• [Article]:

=======

Initially I had them implement REST wrappers around Apache OpenNLP and SpaCy and then compare the results of random data sets (project Gutenberg, sharepoint, etc…).

I ended up stealing a grad data scientist because we couldn’t find a difference (while there was a difference in confidence, the actual matches were identical).

SpaCy required 1vCPU and 12GiB of RAM to produce the same result as OpenNLP that was running on 0.5 vCPU and 4.5 GiB of RAM.

2 grads were assigned a Spring Boot/Camel/OpenNLP stack and 2 a Spacy/Flask application. It took both groups 4 weeks to get a working result.

The team slowly acquired lockdown staff so I introduced Minio/RabbitMQ/Nifi/Hadoop/Express/React and then different file types (not raw UTF-8, but what about doc, pdf, etc…) for NLP pipelines. They built a fairly complex NLP processing system with a data exploration UI.

I figured I had a group to help me figure out Python best approach in the space, but Python limitations just lead to stuff like needing a Kubernetes volume to host data.

Conversely none of the data scientists we acquired were willing to code in anything but Python.

I tried arguing in my company of the time there was a huge unsolved bit of market there (e.g. MLOP’s)

Alas unless you can show profit on the first customer no business would invest. Which is why I am trying to start a business.

stevecrox@kbin.social · 2 years ago

This is why Java rocks with ETL, the language is built to access files via input/output streams.

It means you don’t need to download a local copy of a file, you can drop it into a data lake (S3, HDFS, etc…) and pass around a URI reference.

Considering the size of Large Language Models I really am surprised at how poor streaming is handled within Python.

stevecrox@kbin.social · edit-2 2 years ago

@ergoplato I didn’t suggest that.

Personally I don’t think its ego. I think you have two issues.

The first is people go through stages learning DevOps. Stage 1 has people deploy a CI because its cool, they build a few basic pipelines and then 90% of people get bored. The 2nd stage is people start extending those pipelines, it results in really complex pipelines requiring lots of unique changes based on the opinion of the writer. You move to the 3rd stage when your asked to recreate/extend for a new project and realise how specific your solutions are.

Learning how to make minor tweaks and hook in a few key points to get what you want takes years. Without that most packagers will want to make big changes upstream which won’t go down well.

The second issue, I have met quite a few developers who become highly stressed when the build system is doing something they haven’t needed to do or understand.

=======

• [Stored records]:
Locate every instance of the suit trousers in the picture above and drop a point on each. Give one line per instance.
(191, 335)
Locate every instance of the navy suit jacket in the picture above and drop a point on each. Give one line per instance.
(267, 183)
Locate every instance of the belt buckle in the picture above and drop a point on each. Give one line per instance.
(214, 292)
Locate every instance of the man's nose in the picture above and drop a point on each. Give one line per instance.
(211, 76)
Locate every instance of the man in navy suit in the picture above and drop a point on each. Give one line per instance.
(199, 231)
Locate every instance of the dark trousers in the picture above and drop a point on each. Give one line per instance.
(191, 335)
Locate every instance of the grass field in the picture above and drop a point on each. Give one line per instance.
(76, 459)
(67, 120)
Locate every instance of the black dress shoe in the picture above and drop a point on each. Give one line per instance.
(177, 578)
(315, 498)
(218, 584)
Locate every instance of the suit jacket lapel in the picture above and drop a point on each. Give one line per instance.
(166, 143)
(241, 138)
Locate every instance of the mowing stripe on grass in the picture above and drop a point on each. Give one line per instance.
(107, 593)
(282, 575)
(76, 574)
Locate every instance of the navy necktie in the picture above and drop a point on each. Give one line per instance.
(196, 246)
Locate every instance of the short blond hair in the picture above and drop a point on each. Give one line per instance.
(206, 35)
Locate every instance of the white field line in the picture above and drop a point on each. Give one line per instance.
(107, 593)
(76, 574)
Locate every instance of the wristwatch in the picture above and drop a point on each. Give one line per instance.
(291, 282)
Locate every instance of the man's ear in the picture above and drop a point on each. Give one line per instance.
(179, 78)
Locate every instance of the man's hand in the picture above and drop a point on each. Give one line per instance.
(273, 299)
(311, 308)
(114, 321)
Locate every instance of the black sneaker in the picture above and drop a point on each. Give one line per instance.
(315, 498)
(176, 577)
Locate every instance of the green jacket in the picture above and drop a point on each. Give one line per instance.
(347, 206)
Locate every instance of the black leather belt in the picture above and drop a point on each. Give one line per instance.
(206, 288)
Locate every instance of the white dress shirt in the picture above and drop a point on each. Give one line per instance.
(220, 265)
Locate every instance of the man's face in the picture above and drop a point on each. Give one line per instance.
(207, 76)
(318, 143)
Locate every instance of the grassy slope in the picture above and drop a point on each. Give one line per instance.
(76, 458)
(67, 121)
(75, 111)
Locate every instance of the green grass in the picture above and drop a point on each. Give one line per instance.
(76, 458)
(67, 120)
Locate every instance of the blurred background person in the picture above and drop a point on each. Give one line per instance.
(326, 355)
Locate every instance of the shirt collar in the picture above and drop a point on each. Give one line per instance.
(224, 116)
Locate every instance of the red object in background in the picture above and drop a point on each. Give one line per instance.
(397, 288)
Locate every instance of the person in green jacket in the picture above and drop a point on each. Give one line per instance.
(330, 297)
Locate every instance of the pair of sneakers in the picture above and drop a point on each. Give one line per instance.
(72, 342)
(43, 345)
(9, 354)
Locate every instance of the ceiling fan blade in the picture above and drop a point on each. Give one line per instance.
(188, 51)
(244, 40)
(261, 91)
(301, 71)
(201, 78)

=======

• [Request]:
Answer these about the thread above:
1. How much RAM did SpaCy need to produce the same result as OpenNLP?
2. How long did it take both groups of grads to get a working result?
3. What share of people get bored at stage 1 of learning DevOps?

• [The reply]:
1. 12 GiB
2. 4 weeks
3. 90%